• **JOB**: Write each line of the rows below as one string in a JSON list, and leave out any blank lines.

────────────────────────────────────────

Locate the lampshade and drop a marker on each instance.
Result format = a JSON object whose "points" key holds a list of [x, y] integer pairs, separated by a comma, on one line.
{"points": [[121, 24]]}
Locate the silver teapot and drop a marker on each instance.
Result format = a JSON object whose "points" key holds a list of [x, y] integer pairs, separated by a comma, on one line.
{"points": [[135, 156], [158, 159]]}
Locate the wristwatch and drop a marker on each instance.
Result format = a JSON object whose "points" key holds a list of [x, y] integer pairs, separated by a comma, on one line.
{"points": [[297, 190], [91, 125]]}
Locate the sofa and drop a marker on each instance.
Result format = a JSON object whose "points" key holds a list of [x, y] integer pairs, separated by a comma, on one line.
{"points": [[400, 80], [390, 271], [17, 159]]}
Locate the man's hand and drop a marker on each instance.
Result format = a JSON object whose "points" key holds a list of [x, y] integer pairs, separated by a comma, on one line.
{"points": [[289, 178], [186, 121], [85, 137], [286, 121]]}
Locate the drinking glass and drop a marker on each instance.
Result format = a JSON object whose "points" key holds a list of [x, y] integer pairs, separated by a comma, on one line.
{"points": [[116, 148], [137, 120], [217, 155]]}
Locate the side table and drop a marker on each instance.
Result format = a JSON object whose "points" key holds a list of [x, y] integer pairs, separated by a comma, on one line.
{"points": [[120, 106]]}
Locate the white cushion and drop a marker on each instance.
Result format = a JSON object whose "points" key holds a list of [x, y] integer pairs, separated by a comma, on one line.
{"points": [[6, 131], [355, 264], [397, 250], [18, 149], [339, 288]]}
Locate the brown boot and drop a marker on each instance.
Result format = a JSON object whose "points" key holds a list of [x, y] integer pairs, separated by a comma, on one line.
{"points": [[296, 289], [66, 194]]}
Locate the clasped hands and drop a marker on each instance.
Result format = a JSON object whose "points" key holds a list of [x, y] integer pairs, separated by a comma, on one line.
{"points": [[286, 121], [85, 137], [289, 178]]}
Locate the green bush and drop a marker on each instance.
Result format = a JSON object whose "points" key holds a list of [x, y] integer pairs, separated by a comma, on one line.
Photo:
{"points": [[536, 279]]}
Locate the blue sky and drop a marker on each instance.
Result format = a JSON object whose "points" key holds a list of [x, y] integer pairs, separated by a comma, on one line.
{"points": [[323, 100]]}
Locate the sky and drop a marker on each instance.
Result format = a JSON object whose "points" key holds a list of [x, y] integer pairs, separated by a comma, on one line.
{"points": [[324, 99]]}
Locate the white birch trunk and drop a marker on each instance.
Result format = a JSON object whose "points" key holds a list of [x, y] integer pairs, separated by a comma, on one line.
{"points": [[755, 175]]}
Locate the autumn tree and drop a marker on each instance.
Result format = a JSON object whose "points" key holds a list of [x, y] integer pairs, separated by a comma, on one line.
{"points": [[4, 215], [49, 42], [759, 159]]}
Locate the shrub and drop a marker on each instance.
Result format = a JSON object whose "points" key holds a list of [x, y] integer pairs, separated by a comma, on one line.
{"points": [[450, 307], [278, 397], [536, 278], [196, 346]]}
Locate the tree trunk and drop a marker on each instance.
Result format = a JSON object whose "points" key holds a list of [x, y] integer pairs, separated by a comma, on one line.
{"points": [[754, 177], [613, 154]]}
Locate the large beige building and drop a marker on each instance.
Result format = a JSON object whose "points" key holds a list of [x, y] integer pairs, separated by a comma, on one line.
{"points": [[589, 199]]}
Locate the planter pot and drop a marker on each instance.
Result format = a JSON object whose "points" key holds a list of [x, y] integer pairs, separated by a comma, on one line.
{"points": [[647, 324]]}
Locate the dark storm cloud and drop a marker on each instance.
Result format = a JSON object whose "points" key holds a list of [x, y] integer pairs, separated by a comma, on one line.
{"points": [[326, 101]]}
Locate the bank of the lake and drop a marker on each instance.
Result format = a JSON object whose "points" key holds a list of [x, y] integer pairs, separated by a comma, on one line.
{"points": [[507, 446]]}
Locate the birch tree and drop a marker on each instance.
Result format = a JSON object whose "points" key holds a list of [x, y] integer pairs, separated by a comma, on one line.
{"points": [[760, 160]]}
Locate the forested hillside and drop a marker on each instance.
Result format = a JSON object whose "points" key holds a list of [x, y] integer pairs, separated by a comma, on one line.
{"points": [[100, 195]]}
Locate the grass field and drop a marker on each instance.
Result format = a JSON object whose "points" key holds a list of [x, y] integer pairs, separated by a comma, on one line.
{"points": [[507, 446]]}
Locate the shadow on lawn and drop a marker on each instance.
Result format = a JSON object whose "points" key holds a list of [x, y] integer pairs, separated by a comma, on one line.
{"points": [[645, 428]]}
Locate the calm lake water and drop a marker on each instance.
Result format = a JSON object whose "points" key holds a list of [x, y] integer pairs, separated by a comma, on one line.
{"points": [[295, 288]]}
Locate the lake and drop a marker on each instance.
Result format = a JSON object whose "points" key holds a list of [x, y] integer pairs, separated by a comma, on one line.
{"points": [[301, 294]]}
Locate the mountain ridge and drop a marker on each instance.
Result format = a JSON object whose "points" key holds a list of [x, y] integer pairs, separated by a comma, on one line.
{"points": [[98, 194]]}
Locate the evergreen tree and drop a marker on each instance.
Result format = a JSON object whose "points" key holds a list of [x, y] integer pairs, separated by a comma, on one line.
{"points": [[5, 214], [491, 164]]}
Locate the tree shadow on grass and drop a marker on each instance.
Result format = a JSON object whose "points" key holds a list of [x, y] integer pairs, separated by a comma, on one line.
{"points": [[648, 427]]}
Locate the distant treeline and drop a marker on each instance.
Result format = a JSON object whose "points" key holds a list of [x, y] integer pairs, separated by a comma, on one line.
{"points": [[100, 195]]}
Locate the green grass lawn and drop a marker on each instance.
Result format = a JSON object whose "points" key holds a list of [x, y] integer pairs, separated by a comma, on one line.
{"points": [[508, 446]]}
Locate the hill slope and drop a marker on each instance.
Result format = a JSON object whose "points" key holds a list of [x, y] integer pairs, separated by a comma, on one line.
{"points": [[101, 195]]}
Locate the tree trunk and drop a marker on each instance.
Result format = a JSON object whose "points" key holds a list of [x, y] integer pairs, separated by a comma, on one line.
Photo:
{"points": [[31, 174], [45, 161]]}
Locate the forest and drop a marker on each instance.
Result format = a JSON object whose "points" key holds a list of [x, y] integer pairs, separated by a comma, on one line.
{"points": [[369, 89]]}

────────────────────────────────────────

• **TASK SOLUTION**:
[
  "Locate the lampshade and drop a marker on each instance.",
  "Result format = a JSON object whose \"points\" key holds a list of [x, y] integer pairs, separated by a comma, on one line.",
  "{\"points\": [[121, 24]]}",
  "Locate the silver teapot and drop a marker on each instance.",
  "Result format = a JSON object whose \"points\" key holds a list of [x, y] integer pairs, separated by a comma, on one line.",
  "{\"points\": [[135, 156], [158, 159]]}",
  "Locate the wristwatch and drop a marker on each instance.",
  "Result format = a JSON object whose \"points\" key holds a list of [x, y] integer pairs, separated by a comma, on one line.",
  "{\"points\": [[297, 190], [91, 125]]}",
  "Locate the sofa and drop a marker on each instance.",
  "Result format = a JSON object whose \"points\" key holds a list of [x, y] integer pairs, separated by a comma, on one line.",
  "{\"points\": [[400, 80], [390, 271], [17, 159]]}",
  "Locate the man's hand and drop a marker on each instance.",
  "Result format = a JSON object whose \"points\" key holds a list of [x, y] integer pairs, separated by a comma, on one line.",
  "{\"points\": [[289, 178], [186, 121], [85, 137], [286, 121]]}",
  "Locate the drinking glass and drop a marker on each instance.",
  "Result format = a JSON object whose \"points\" key holds a list of [x, y] integer pairs, separated by a comma, on one line.",
  "{\"points\": [[116, 148], [137, 120], [217, 155]]}",
  "Locate the side table and drop a marker on each instance.",
  "Result format = a JSON object whose \"points\" key holds a list of [x, y] integer pairs, separated by a comma, on one line.",
  "{\"points\": [[120, 106]]}",
  "Locate the white cushion and drop a marker on each instance.",
  "Result format = a JSON object whose \"points\" key holds a list of [x, y] integer pairs, separated by a comma, on one line.",
  "{\"points\": [[6, 131], [355, 264], [397, 250], [18, 149], [339, 288]]}",
  "Locate the brown boot and drop a marker on each instance.",
  "Result format = a JSON object whose \"points\" key holds a list of [x, y] integer pairs, separated by a comma, on one line.",
  "{\"points\": [[296, 289], [66, 194]]}",
  "Locate the clasped hands and drop a marker on each instance.",
  "Result format = a JSON object whose \"points\" key holds a list of [x, y] integer pairs, separated by a comma, on one line.",
  "{\"points\": [[286, 121], [85, 137], [289, 178]]}",
  "Locate the green bush and drop a marker on each instance.",
  "Result format = a JSON object whose \"points\" key holds a list of [x, y] integer pairs, separated by a comma, on one line.",
  "Photo:",
  "{\"points\": [[536, 279]]}",
  "Locate the blue sky and drop a marker on each instance.",
  "Result format = a JSON object whose \"points\" key holds a list of [x, y] integer pairs, separated by a comma, on one line.",
  "{\"points\": [[323, 100]]}",
  "Locate the sky and drop a marker on each instance.",
  "Result format = a JSON object whose \"points\" key holds a list of [x, y] integer pairs, separated by a comma, on one line.",
  "{\"points\": [[324, 99]]}",
  "Locate the white birch trunk and drop a marker on each instance.",
  "Result format = a JSON object whose \"points\" key holds a list of [x, y] integer pairs, separated by a comma, on one line.",
  "{\"points\": [[755, 175]]}",
  "Locate the autumn tree and drop a marker on each instance.",
  "Result format = a JSON object whose \"points\" key holds a list of [x, y] integer pairs, separated by a comma, on one line.",
  "{\"points\": [[4, 215], [49, 42], [759, 159]]}",
  "Locate the shrub and drop a marker on each instance.",
  "Result format = a JSON object whose \"points\" key holds a list of [x, y] integer pairs, separated by a comma, on one line.",
  "{\"points\": [[450, 307], [278, 397], [536, 278], [196, 346]]}",
  "Locate the tree trunk and drop a marker on each instance.",
  "Result format = a JSON object whose \"points\" key holds a list of [x, y] integer pairs, separated by a comma, on one line.",
  "{\"points\": [[754, 177], [613, 154]]}",
  "Locate the large beige building and drop a marker on each instance.",
  "Result format = a JSON object whose \"points\" key holds a list of [x, y] integer pairs, separated by a comma, on one line.",
  "{\"points\": [[589, 199]]}",
  "Locate the planter pot and drop a marker on each instance.",
  "Result format = a JSON object whose \"points\" key holds a list of [x, y] integer pairs, separated by a comma, on one line.",
  "{\"points\": [[647, 324]]}",
  "Locate the dark storm cloud and drop a marker on each instance.",
  "Result format = a JSON object whose \"points\" key holds a list of [x, y] integer pairs, separated by a comma, on one line.",
  "{\"points\": [[326, 101]]}",
  "Locate the bank of the lake and drop a marker on each instance.",
  "Result format = a JSON object whose \"points\" key holds a list of [x, y] integer pairs, separated by a comma, on one line.",
  "{\"points\": [[507, 446]]}",
  "Locate the birch tree and drop a marker on each instance.",
  "Result format = a JSON object whose \"points\" key holds a list of [x, y] integer pairs, separated by a comma, on one line.",
  "{\"points\": [[760, 160]]}",
  "Locate the forested hillside and drop a marker on each instance.",
  "Result format = a JSON object whose \"points\" key holds a list of [x, y] integer pairs, separated by a comma, on one line.",
  "{\"points\": [[100, 195]]}",
  "Locate the grass field and drop a marker on each instance.",
  "Result format = a JSON object whose \"points\" key holds a list of [x, y] integer pairs, separated by a comma, on one line.",
  "{\"points\": [[507, 446]]}",
  "Locate the shadow on lawn and drop a marker on each instance.",
  "Result format = a JSON object whose \"points\" key holds a list of [x, y] integer pairs, separated by a comma, on one line.",
  "{\"points\": [[645, 428]]}",
  "Locate the calm lake water and drop a marker on each instance.",
  "Result format = a JSON object whose \"points\" key holds a list of [x, y] integer pairs, separated by a comma, on one line.",
  "{\"points\": [[295, 288]]}",
  "Locate the lake and drop a marker on each instance.",
  "Result format = a JSON object whose \"points\" key holds a list of [x, y] integer pairs, separated by a comma, on one line.",
  "{\"points\": [[301, 294]]}",
  "Locate the mountain ridge and drop a marker on each instance.",
  "Result format = a JSON object whose \"points\" key holds a list of [x, y] integer pairs, separated by a comma, on one line.",
  "{\"points\": [[98, 194]]}",
  "Locate the evergreen tree and drop a marker on each instance.",
  "Result format = a JSON object whose \"points\" key holds a list of [x, y] integer pairs, separated by a comma, on one line.",
  "{\"points\": [[5, 214], [491, 164]]}",
  "Locate the tree shadow on grass and drop a marker on each instance.",
  "Result format = a JSON object whose \"points\" key holds a list of [x, y] integer pairs, separated by a comma, on one line.",
  "{\"points\": [[648, 427]]}",
  "Locate the distant treeline and drop a marker on each instance.",
  "Result format = a JSON object whose \"points\" key holds a list of [x, y] integer pairs, separated by a comma, on one line.",
  "{\"points\": [[100, 195]]}",
  "Locate the green grass lawn and drop a marker on each instance.",
  "Result format = a JSON object whose \"points\" key holds a list of [x, y] integer pairs, separated by a comma, on one line.",
  "{\"points\": [[508, 446]]}",
  "Locate the hill slope and drop a marker on each instance.",
  "Result format = a JSON object whose \"points\" key holds a list of [x, y] integer pairs, separated by a comma, on one line.",
  "{\"points\": [[101, 195]]}",
  "Locate the tree trunk and drop a marker on each instance.",
  "Result format = a JSON object whose \"points\" key holds a list of [x, y] integer pairs, separated by a comma, on one line.",
  "Photo:",
  "{\"points\": [[31, 174], [45, 161]]}",
  "Locate the forest and drop a marker on each instance.",
  "Result format = a JSON object whose \"points\" key holds a list of [x, y] integer pairs, separated by a comma, on one line.",
  "{\"points\": [[369, 89]]}"
]